» **Document excerpt**:
▬▬▬

U.S. Presidential Election Further Exposes Great Divide between Online and Mainstream Media

Friday, November 11, 2016


By John Herrman, New York Times


Breitbart, the website at the center of the self-described alternative online media, is planning to expand in the U.S. and abroad. The site, whose former chairman became the chief executive of Donald Trump’s campaign in August, has been emboldened by the victory of its candidate.


Breitbart was always bullish on Trump’s chances, but the site seems far more certain of something else, as illustrated by a less visible story it published on election night, declaring a different sort of victory: “Breitbart Beats CNN, HuffPo for Total Facebook Engagements for Election Content.”


It was a type of story the site publishes regularly. In August: “Breitbart Jumps to #11 on Facebook for Overall Engagement.” In June: “Breitbart Ranked #1 in the World for Political Social Media; Beats HuffPo by 2 Million.” Late last year: “Breitbart News #6 for Most Comments Among English Facebook Publishers Globally.”

▬▬▬

» **Provided material**:
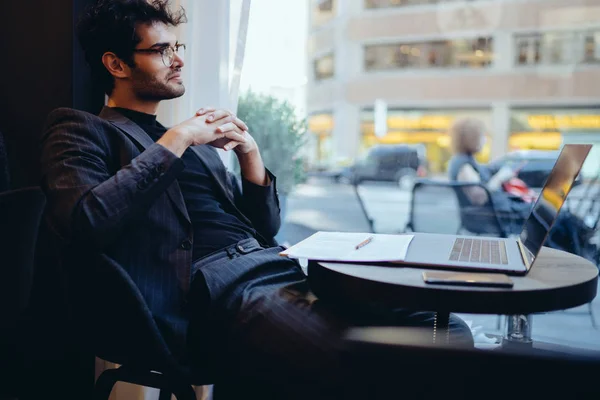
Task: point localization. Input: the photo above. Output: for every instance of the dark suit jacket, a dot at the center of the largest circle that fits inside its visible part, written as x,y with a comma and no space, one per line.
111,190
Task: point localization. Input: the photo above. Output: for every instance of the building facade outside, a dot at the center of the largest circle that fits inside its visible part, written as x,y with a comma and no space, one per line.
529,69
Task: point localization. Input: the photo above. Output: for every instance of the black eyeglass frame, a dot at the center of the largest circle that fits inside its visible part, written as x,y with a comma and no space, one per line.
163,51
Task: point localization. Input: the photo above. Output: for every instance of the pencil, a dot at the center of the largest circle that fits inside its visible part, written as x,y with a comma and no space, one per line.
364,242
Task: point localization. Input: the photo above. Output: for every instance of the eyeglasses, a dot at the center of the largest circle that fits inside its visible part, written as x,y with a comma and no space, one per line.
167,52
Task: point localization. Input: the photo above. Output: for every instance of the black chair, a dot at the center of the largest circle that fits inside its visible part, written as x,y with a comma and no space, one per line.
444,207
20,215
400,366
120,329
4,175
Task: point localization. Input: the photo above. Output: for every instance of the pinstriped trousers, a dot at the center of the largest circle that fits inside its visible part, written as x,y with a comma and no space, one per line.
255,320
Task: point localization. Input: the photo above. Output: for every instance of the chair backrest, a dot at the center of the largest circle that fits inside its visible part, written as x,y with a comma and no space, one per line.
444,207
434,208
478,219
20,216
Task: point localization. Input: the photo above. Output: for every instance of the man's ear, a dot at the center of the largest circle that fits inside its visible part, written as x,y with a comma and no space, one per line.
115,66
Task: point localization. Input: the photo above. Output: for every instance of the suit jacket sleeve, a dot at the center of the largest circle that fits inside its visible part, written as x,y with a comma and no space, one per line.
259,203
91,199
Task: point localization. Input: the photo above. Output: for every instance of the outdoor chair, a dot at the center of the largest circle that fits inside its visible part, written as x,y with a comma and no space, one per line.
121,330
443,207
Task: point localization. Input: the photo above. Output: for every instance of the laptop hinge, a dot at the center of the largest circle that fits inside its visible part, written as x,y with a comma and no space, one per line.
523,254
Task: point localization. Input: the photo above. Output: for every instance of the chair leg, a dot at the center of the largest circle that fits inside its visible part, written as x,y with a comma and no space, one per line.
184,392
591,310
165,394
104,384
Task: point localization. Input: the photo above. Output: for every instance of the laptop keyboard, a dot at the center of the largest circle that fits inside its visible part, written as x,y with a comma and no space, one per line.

▬▬▬

» **Task requirements**:
Reproduce the passage of the article on Breitbart and the election that begins with the words "Breitbart, the website" and ends with "of its candidate.".

» **Task solution**:
Breitbart, the website at the center of the self-described alternative online media, is planning to expand in the U.S. and abroad. The site, whose former chairman became the chief executive of Donald Trump’s campaign in August, has been emboldened by the victory of its candidate.